If you’re one of the 44 million Americans with porous bones, you may already know osteoporosis as a silent disease occasionally punctuated by muscle or bone pain or inexplicable fractures. What you may not realize is how bones become brittle in the first place. Your body breaks down and rebuilds bone through an intricate dance between osteoclasts (bone breaker cells) and osteoblasts (bone makers) to ensure that your body has enough calcium to function properly.

If you take in enough calcium, your bones will store the excess and make new bone out of it. If you don’t, the kidneys will hold on to their reserves, and the osteoclasts will break down (resorb) the bone and release the calcium into the bloodstream.

Up until your 30s, your body builds more bone than it breaks down; after that, you lose more bone than your body can make. If you’ve taken good care of yourself all along—through diet, exercise, and lifestyle choices—you’ll have a storehouse of strong healthy bones so your body can handle periodic calcium withdrawals. If you haven’t, your risk for osteoporosis later in life skyrockets.

Medical osteoporosis treatments include bisphosphonates (Fosamax and Actonel) or selective estrogen receptor modulators (SERMS like Evista), which can slow down resorption. Unfortunately, these drugs don’t create new bone, explains natural medicine physician Jonathan Wright, MD, coauthor of Natural Medicine, Optimal Wellness: The Patient’s Guide to Health and Wellness (Vital Health Publishing, 2006). The recently publicized link between bisphosphonate drugs and jaw osteonecrosis (bone death), as well as the possibility of severe esophagus damage when these medications aren’t completely swallowed, make matters worse.

(Dataset records)
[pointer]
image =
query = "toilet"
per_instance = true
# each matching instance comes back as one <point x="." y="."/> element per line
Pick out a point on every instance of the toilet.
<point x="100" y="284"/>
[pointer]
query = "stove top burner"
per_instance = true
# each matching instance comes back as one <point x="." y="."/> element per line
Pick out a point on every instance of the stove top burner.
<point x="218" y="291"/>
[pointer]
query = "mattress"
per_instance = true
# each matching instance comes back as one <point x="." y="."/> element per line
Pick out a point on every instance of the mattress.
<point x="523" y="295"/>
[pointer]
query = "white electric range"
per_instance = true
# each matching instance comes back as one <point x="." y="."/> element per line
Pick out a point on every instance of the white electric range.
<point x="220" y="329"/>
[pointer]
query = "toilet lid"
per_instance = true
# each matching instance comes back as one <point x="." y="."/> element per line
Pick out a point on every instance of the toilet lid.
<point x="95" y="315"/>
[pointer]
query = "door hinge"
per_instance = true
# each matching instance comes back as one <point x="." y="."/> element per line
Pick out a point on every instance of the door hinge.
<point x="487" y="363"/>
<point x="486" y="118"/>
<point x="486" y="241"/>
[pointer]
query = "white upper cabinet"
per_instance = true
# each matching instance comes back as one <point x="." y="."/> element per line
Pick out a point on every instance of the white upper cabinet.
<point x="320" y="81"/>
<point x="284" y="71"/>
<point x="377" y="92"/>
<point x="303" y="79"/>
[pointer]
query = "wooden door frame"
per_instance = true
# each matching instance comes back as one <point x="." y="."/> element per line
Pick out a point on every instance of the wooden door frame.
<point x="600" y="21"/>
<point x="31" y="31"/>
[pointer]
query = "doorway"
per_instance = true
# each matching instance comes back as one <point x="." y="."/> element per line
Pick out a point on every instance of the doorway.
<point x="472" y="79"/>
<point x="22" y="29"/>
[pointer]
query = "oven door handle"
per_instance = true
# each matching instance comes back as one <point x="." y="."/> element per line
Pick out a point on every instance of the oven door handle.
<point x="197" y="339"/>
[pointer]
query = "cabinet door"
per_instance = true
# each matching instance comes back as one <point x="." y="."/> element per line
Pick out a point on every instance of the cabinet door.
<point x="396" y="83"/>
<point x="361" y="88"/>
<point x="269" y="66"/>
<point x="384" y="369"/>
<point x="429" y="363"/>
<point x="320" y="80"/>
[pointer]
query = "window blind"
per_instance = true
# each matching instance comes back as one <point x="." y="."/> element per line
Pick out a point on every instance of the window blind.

▸ TASKS TO COMPLETE
[A] Condense the paragraph of the osteoporosis passage that begins "Up until your 30s" into a short bulleted list, keeping its main facts.
[B] Write the next part of the osteoporosis passage, picking up after its final sentence.
The entries have no connection to the osteoporosis passage.

▸ ANSWERS FOR EACH ITEM
[A]
- Until one's 30s, the body builds more bone than it breaks down; after that, bone loss exceeds bone formation.
- Good diet, exercise, and lifestyle choices over the years create a store of strong, healthy bone that can withstand periodic calcium withdrawals.
- Without such care, the risk of osteoporosis later in life rises sharply.

[B]
Given such concerns, restoring balance between breaking down old and creating new bone seems a far better solution. Enter the mineral strontium, naturally occurring in seafood, whole grains, and legumes, albeit in amounts much smaller than recommended therapeutic doses. Since 2002 Wright’s patients have taken a cocktail of strontium citrate (yielding 450 to 680 mg per day of elemental strontium), at least twice that amount of elemental calcium, 2,000 IU vitamin D, 350 mg magnesium, 5 to 10 mg vitamin K2, 10 mg manganese, and 2 mg boron. The results? “A 3 percent increase in bone density in one year is the least improvement,” says Wright, and “the greatest is a 15 percent increase in bone density and a 9 percent jump in hip bone density over two years.”

Ask your natural health practitioner more about strontium. If you do take it, make sure you separate your intake of calcium and calcium-containing foods from the strontium by a few hours; the two minerals may compete for absorption.